[Region labeling items]
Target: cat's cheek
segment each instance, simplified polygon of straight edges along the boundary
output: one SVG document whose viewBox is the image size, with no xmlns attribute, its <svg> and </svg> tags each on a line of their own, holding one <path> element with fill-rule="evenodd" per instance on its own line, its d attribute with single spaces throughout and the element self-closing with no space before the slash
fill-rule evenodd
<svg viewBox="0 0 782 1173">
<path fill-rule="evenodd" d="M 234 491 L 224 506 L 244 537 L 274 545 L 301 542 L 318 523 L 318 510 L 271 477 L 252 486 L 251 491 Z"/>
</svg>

==

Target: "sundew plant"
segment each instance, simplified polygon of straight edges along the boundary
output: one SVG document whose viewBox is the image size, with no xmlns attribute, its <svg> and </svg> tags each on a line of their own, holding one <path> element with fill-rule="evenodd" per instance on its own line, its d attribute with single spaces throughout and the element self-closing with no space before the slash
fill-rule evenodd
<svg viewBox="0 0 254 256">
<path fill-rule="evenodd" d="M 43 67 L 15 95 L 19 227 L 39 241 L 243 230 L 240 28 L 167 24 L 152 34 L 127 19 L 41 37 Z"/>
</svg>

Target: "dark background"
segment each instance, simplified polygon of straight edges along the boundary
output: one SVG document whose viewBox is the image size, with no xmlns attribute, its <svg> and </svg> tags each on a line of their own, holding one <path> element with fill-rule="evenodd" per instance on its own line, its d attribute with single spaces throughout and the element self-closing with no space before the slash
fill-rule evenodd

...

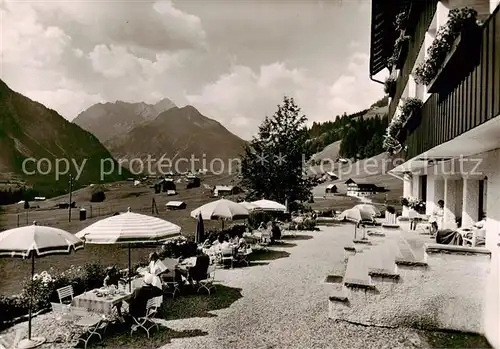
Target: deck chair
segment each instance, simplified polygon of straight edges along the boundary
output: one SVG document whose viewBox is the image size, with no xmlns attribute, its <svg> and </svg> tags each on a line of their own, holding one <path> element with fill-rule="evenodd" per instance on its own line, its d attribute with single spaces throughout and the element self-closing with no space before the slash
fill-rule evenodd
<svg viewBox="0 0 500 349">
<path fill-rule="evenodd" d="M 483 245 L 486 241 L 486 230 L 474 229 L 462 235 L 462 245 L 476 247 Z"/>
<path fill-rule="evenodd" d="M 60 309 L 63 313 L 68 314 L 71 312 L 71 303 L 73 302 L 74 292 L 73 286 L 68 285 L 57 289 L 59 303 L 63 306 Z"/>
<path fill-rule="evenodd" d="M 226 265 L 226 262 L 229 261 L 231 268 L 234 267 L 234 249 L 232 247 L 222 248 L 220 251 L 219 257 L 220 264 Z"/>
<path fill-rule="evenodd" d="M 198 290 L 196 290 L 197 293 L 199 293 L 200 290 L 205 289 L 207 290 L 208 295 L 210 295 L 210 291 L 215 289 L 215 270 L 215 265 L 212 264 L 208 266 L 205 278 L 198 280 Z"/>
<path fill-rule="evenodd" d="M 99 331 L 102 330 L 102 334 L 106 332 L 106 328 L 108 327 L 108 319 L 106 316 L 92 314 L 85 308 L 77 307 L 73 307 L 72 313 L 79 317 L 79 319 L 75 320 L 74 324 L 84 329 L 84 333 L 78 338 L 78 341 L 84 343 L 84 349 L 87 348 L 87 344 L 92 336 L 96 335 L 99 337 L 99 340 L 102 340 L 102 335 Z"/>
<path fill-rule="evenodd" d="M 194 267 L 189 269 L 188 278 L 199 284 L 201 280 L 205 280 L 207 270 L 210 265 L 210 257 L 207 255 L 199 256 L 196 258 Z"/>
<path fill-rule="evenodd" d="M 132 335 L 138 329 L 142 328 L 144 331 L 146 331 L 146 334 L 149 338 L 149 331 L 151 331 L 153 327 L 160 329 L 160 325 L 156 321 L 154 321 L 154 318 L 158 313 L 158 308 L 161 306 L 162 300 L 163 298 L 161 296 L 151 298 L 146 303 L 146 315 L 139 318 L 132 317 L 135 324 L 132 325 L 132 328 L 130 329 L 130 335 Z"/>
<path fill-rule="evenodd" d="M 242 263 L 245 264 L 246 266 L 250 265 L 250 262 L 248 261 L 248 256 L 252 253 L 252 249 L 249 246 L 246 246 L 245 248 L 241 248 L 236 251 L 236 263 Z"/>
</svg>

WHAT YOU ARE ASKED TO DO :: Filter the rows above and copy every line that contains the string "Target".

WRITTEN ANSWER ::
Target: cat's cheek
Target: "sundew plant"
Target: "dark background"
Target: deck chair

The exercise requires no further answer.